-- BEGIN MATERIAL FOR THIS EXERCISE --

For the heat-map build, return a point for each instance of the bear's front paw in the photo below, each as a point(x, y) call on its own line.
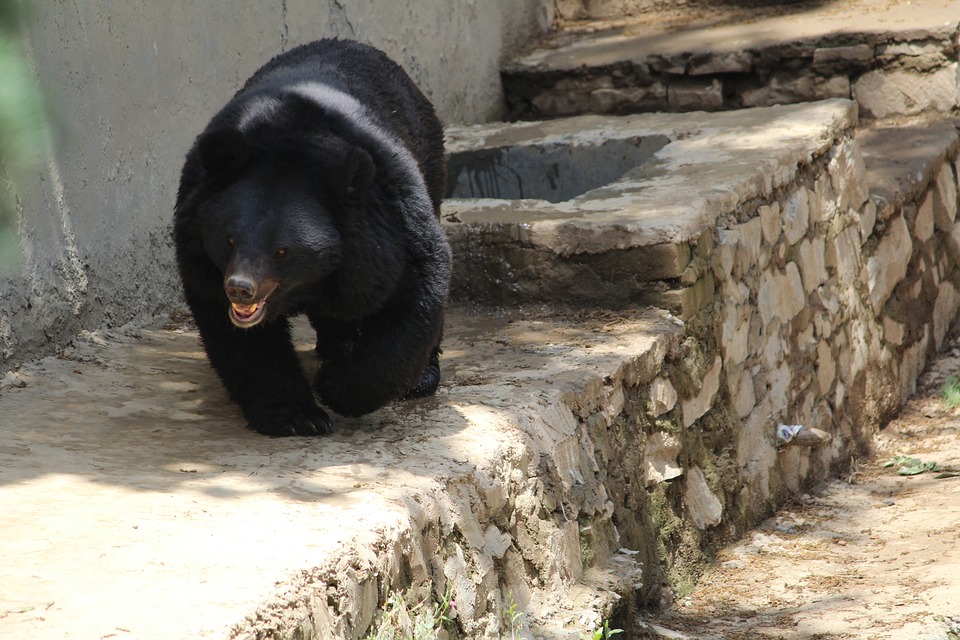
point(429, 380)
point(290, 420)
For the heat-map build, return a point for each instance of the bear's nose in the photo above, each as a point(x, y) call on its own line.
point(240, 289)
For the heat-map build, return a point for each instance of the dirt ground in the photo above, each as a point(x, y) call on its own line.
point(873, 554)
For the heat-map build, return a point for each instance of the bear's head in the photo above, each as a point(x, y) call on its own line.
point(270, 218)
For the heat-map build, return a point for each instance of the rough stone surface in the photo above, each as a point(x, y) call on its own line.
point(663, 395)
point(705, 508)
point(150, 482)
point(591, 247)
point(887, 267)
point(895, 59)
point(889, 93)
point(695, 407)
point(660, 457)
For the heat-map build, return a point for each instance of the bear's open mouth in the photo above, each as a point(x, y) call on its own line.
point(247, 315)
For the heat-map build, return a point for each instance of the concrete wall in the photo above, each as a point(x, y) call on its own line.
point(131, 84)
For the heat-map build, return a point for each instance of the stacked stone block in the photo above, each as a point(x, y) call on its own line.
point(888, 74)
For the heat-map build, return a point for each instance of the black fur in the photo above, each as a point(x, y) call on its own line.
point(318, 186)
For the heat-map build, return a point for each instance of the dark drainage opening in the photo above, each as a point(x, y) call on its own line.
point(552, 172)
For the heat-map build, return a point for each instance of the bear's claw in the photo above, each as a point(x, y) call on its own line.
point(291, 420)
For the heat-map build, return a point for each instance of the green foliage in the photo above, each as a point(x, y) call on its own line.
point(950, 392)
point(514, 618)
point(22, 130)
point(603, 633)
point(413, 615)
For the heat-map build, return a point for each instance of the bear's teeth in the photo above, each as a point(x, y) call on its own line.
point(245, 310)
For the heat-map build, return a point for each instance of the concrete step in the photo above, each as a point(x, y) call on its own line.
point(893, 58)
point(574, 459)
point(640, 226)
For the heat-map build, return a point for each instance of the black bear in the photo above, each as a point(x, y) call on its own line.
point(316, 190)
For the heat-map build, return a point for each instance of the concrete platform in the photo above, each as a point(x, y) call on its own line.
point(136, 505)
point(686, 175)
point(893, 58)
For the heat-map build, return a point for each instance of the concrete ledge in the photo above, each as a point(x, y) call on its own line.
point(607, 246)
point(136, 505)
point(894, 59)
point(572, 462)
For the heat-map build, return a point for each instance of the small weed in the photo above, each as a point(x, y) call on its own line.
point(412, 615)
point(950, 391)
point(603, 633)
point(910, 466)
point(513, 618)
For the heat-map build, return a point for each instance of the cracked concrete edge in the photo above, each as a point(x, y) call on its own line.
point(726, 158)
point(784, 36)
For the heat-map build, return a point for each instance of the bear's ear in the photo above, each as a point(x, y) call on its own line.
point(358, 171)
point(222, 151)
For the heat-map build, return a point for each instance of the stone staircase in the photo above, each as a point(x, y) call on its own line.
point(640, 301)
point(894, 59)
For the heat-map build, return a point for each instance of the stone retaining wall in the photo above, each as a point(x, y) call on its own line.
point(812, 299)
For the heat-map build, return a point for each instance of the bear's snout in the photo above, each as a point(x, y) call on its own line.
point(241, 289)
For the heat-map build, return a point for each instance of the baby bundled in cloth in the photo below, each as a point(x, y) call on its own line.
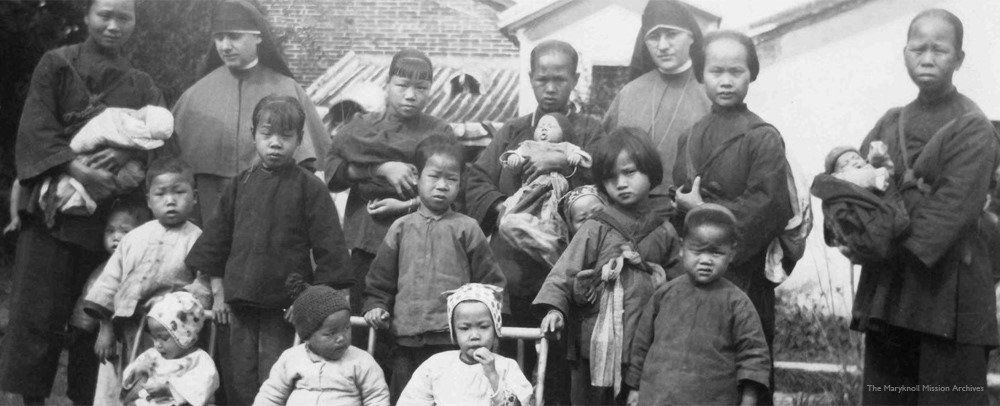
point(863, 210)
point(143, 129)
point(174, 371)
point(531, 219)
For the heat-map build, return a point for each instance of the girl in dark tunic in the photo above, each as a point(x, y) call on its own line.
point(735, 159)
point(53, 263)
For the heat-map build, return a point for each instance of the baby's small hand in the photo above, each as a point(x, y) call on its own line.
point(631, 255)
point(552, 323)
point(14, 225)
point(378, 318)
point(514, 160)
point(485, 358)
point(573, 159)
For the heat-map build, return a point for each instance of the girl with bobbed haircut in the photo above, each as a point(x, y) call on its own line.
point(698, 54)
point(633, 141)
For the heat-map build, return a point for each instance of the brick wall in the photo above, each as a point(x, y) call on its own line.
point(315, 33)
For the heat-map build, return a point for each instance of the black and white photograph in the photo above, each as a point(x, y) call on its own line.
point(499, 202)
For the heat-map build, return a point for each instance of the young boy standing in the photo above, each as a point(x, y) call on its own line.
point(146, 264)
point(699, 340)
point(273, 221)
point(424, 254)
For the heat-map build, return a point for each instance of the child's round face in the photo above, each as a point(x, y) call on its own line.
point(727, 76)
point(439, 182)
point(628, 187)
point(406, 97)
point(119, 224)
point(582, 209)
point(473, 326)
point(548, 130)
point(333, 337)
point(706, 253)
point(849, 160)
point(930, 54)
point(171, 198)
point(275, 147)
point(163, 341)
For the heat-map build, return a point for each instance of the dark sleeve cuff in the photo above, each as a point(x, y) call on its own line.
point(336, 179)
point(97, 311)
point(632, 378)
point(38, 168)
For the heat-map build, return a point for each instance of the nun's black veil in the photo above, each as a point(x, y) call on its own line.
point(657, 12)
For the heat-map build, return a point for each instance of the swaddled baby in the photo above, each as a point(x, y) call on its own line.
point(143, 129)
point(863, 211)
point(531, 220)
point(548, 137)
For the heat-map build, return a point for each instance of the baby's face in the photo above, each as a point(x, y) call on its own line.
point(548, 130)
point(163, 341)
point(333, 337)
point(119, 224)
point(582, 209)
point(850, 160)
point(473, 328)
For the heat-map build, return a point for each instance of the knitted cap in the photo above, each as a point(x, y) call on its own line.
point(313, 306)
point(478, 292)
point(235, 16)
point(831, 158)
point(411, 64)
point(181, 314)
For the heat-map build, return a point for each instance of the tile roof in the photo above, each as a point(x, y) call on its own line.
point(353, 79)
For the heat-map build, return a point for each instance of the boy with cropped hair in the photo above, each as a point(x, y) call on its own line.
point(273, 221)
point(671, 361)
point(425, 253)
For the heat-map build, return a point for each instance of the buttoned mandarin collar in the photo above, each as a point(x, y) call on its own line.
point(430, 216)
point(934, 99)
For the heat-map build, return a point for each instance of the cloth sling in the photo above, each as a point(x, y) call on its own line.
point(607, 340)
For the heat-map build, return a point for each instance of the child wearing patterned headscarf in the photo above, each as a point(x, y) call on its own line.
point(472, 375)
point(174, 371)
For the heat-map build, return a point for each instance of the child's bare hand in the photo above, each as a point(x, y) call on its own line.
point(552, 323)
point(388, 207)
point(585, 284)
point(378, 318)
point(484, 357)
point(14, 225)
point(633, 398)
point(221, 311)
point(402, 176)
point(104, 346)
point(631, 255)
point(692, 199)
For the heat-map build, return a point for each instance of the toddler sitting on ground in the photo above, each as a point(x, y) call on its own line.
point(174, 371)
point(325, 369)
point(472, 375)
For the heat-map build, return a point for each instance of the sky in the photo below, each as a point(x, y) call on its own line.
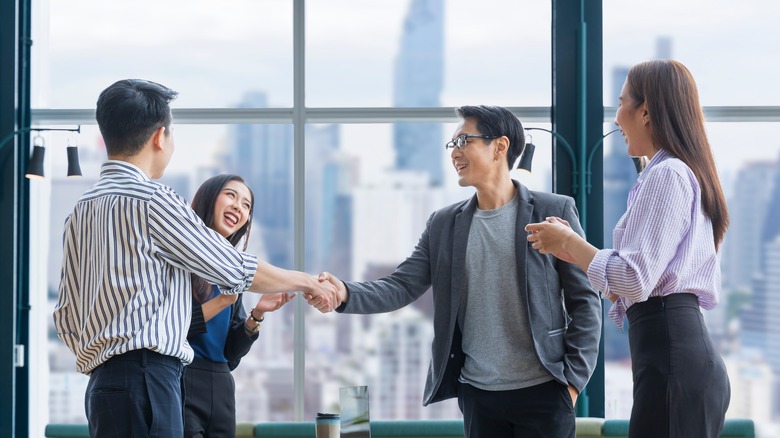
point(495, 53)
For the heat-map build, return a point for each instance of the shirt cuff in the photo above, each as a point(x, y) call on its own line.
point(617, 313)
point(597, 270)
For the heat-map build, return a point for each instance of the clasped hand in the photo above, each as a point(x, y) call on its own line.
point(328, 303)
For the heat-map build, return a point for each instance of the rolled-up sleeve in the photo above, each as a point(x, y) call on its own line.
point(182, 239)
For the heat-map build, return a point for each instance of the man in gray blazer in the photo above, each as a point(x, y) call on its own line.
point(516, 332)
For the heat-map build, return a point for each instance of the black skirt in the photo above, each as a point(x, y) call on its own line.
point(681, 388)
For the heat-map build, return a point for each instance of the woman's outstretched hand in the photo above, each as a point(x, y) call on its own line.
point(551, 237)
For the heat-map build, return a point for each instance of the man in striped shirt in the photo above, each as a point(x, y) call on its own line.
point(129, 247)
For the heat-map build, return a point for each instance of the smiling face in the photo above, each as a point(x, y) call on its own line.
point(231, 208)
point(476, 161)
point(634, 123)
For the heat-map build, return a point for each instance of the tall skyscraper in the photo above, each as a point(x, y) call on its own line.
point(743, 247)
point(419, 75)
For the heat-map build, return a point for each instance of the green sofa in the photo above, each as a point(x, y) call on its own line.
point(586, 428)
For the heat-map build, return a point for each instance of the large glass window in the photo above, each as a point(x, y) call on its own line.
point(729, 49)
point(213, 54)
point(427, 53)
point(368, 187)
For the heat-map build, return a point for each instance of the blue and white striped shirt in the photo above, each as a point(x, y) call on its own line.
point(128, 249)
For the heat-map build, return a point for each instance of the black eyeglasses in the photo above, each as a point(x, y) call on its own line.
point(462, 140)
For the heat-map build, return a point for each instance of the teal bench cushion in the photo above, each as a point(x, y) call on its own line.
point(67, 430)
point(734, 428)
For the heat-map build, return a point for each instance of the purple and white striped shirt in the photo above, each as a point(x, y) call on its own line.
point(663, 243)
point(128, 249)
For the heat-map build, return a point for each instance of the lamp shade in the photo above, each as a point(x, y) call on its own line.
point(35, 166)
point(527, 157)
point(73, 161)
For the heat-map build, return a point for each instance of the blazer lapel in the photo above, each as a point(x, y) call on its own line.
point(460, 238)
point(525, 209)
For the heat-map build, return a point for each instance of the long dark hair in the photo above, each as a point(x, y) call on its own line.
point(668, 89)
point(203, 205)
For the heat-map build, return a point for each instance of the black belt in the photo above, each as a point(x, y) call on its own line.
point(659, 304)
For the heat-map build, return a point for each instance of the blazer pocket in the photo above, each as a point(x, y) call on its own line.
point(556, 332)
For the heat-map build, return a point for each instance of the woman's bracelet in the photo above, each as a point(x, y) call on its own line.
point(252, 317)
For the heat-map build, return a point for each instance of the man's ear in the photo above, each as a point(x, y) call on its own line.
point(157, 138)
point(502, 144)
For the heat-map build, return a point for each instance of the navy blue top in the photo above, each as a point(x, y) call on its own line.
point(211, 345)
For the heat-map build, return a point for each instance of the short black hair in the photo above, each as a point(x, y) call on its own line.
point(497, 121)
point(129, 111)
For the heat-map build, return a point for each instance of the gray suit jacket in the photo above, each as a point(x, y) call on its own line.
point(563, 310)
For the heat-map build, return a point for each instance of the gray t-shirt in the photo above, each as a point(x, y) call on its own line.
point(496, 338)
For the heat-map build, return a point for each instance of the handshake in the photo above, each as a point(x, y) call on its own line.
point(325, 293)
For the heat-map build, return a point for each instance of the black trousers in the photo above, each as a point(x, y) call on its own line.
point(210, 400)
point(541, 411)
point(681, 388)
point(135, 394)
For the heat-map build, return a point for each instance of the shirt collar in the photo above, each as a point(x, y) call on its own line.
point(659, 157)
point(123, 167)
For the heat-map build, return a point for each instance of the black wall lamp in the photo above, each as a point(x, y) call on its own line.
point(527, 157)
point(35, 165)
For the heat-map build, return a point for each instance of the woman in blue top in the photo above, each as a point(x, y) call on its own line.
point(220, 333)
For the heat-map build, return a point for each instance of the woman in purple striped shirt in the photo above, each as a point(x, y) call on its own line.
point(665, 265)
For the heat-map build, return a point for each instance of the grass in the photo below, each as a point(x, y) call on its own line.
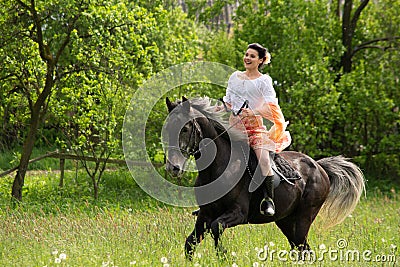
point(126, 227)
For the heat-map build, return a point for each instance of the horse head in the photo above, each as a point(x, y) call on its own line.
point(183, 135)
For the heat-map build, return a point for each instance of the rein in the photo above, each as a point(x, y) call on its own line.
point(198, 129)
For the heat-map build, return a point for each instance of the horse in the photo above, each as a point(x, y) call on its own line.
point(331, 186)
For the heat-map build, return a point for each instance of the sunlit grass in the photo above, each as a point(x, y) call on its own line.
point(125, 227)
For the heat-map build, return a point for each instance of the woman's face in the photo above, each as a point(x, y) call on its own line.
point(251, 59)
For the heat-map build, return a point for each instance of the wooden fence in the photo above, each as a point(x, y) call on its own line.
point(64, 156)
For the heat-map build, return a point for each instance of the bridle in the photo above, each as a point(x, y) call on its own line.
point(196, 131)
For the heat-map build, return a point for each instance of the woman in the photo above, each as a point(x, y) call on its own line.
point(256, 88)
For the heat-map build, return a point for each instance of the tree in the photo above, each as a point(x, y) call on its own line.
point(350, 19)
point(31, 23)
point(76, 52)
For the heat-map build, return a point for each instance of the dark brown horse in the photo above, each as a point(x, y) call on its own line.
point(331, 186)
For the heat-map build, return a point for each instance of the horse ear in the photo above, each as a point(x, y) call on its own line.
point(186, 105)
point(169, 104)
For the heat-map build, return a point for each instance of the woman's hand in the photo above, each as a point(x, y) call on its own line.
point(246, 112)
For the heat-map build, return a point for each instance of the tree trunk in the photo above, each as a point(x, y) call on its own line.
point(30, 139)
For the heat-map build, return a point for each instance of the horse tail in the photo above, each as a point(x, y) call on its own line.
point(347, 186)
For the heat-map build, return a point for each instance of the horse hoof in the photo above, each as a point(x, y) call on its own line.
point(267, 207)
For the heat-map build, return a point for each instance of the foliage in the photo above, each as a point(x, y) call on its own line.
point(356, 113)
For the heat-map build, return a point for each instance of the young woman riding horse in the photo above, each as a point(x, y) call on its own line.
point(333, 185)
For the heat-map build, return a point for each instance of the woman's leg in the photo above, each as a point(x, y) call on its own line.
point(267, 206)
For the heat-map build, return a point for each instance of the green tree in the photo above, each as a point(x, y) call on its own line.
point(63, 56)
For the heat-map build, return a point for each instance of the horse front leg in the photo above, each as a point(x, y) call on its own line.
point(195, 238)
point(231, 218)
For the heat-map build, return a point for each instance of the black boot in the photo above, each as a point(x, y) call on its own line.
point(267, 206)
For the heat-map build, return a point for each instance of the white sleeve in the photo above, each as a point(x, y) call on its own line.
point(268, 91)
point(228, 94)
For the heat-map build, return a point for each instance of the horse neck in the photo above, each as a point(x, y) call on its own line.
point(221, 158)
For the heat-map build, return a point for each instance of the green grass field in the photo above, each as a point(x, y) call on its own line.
point(126, 227)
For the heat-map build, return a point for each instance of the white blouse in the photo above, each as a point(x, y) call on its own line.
point(257, 91)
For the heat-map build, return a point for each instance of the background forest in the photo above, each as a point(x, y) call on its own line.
point(69, 69)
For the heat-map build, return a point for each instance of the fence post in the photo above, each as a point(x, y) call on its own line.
point(62, 165)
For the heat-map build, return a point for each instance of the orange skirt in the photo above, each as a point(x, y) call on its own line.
point(259, 136)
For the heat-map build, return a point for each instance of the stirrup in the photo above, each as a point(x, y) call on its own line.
point(270, 211)
point(196, 212)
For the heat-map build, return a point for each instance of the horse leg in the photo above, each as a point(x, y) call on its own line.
point(195, 238)
point(237, 215)
point(288, 228)
point(297, 226)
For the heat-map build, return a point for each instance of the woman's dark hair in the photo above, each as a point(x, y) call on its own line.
point(262, 52)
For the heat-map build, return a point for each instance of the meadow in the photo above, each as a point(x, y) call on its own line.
point(65, 226)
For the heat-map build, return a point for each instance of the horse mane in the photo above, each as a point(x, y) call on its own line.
point(219, 119)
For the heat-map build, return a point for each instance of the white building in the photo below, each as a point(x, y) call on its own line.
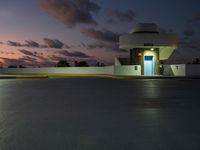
point(148, 47)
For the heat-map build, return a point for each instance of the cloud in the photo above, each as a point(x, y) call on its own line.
point(71, 12)
point(195, 18)
point(15, 44)
point(188, 32)
point(30, 43)
point(26, 61)
point(53, 43)
point(107, 47)
point(118, 15)
point(33, 54)
point(101, 35)
point(186, 43)
point(73, 54)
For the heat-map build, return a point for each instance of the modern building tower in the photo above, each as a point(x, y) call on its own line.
point(148, 47)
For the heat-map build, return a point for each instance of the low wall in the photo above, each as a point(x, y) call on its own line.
point(131, 70)
point(193, 69)
point(62, 70)
point(174, 70)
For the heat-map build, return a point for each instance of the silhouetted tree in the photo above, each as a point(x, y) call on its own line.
point(63, 63)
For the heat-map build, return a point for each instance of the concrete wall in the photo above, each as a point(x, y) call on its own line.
point(63, 70)
point(193, 69)
point(174, 70)
point(131, 70)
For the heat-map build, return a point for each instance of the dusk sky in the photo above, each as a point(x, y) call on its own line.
point(42, 32)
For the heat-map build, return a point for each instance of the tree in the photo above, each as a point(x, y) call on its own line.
point(63, 63)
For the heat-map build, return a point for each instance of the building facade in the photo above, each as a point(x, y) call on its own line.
point(148, 47)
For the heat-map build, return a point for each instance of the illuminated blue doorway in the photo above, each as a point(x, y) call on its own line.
point(148, 66)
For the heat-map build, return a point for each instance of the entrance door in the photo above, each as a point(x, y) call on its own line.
point(148, 66)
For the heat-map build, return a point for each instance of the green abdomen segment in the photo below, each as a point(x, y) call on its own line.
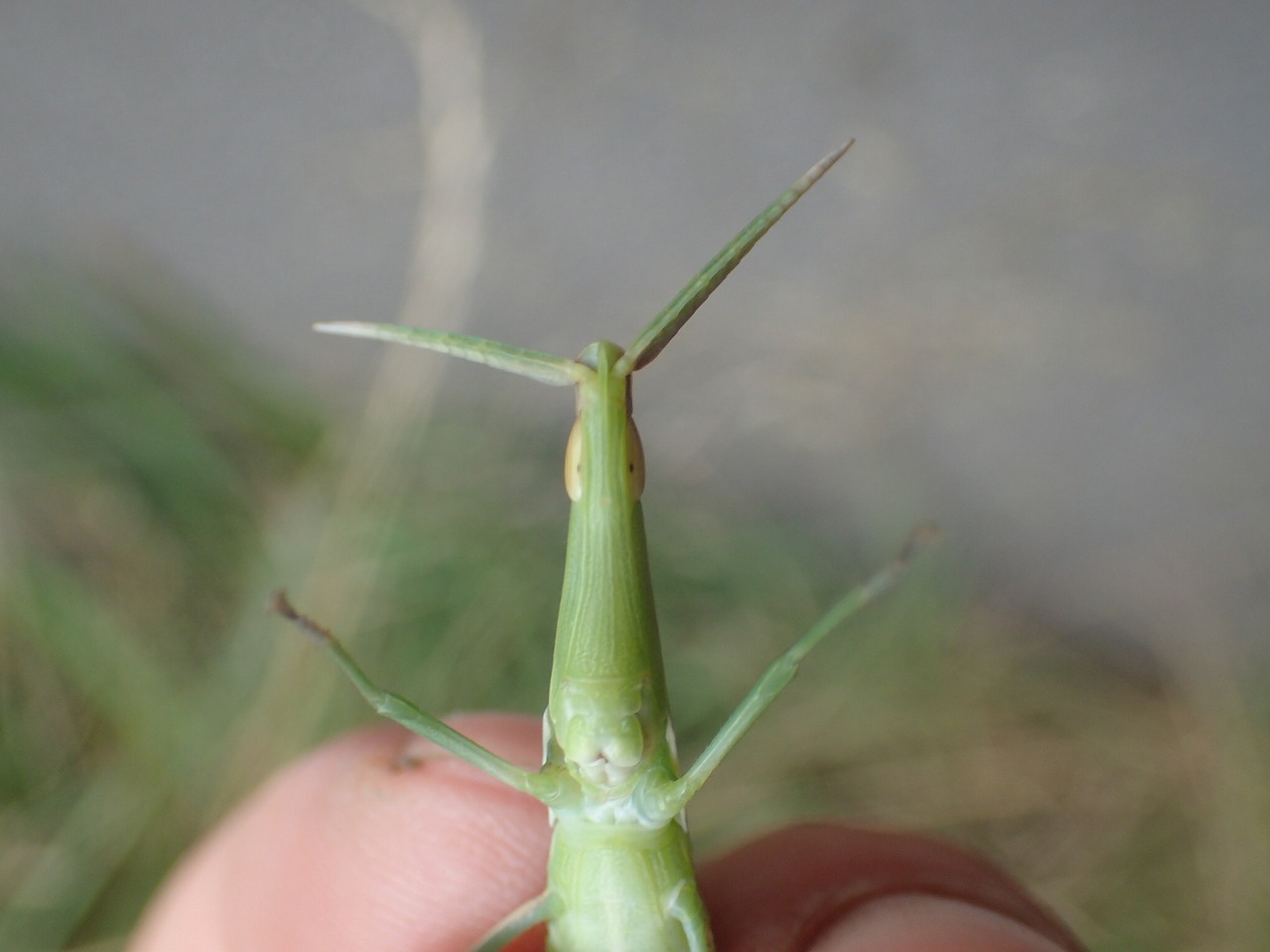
point(624, 889)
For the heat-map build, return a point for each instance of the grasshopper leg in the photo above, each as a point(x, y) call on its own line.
point(409, 716)
point(518, 920)
point(781, 671)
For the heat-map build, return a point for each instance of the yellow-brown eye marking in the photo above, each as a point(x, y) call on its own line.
point(634, 461)
point(572, 462)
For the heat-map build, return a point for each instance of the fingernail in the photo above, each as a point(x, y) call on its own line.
point(919, 923)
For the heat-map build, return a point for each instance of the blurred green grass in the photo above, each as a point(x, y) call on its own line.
point(158, 479)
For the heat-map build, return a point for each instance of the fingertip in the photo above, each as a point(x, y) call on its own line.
point(375, 841)
point(817, 883)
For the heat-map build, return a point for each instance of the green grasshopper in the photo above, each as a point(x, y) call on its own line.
point(620, 874)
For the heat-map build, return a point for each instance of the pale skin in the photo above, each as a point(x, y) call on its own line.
point(380, 842)
point(619, 870)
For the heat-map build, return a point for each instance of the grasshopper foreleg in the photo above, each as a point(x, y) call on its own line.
point(409, 716)
point(781, 671)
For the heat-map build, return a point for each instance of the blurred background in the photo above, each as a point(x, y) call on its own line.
point(1033, 303)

-- END MATERIAL FOR THIS EXERCISE --

PROBLEM DETAILS: Reproduce word for word the part of the entries above that opens with the line containing "the black skirt" and closes with the line containing "point(734, 428)", including both of those lines.

SOLUTION FOR THIS EXERCISE:
For the heat-map build, return a point for each instance of the black skirt in the photo above, each as a point(x, y) call on its own line.
point(681, 388)
For the heat-map build, return a point for each instance of the woman's outstretched hand in the photo above, each as a point(x, y) call on its own line.
point(551, 237)
For the heat-map build, return a point for each instance of the man in striped shirt in the photo above, each as a point(x, y) call on its own line.
point(129, 247)
For the heat-map build, return a point for each instance of the smiling face in the photo above, each as a point(x, y) call on its own line.
point(231, 208)
point(476, 161)
point(634, 123)
For the heat-map build, return a point for each instance of the tall skyscraper in the photo above, each as a point(x, y) call on its own line.
point(743, 247)
point(419, 75)
For the heat-map build, return a point for each instance of the green sofa in the photo above, each as a point(x, y) call on its own line.
point(586, 428)
For the heat-map build, return a point for each instance of the large glass window in the photo above, each as a point(x, y) call on its own line.
point(729, 49)
point(213, 54)
point(427, 53)
point(368, 187)
For the heat-map build, return a point for each instance of the blue and white striped shirt in the photo above, each as a point(x, y) call on its own line.
point(128, 249)
For the heat-map build, return a point for each instance of the black eyeglasses in the photo above, each as a point(x, y) call on its own line.
point(462, 140)
For the heat-map build, return a point for each instance of the teal bench cushion in the photo above, each as a point(x, y) call on its own line.
point(67, 430)
point(734, 428)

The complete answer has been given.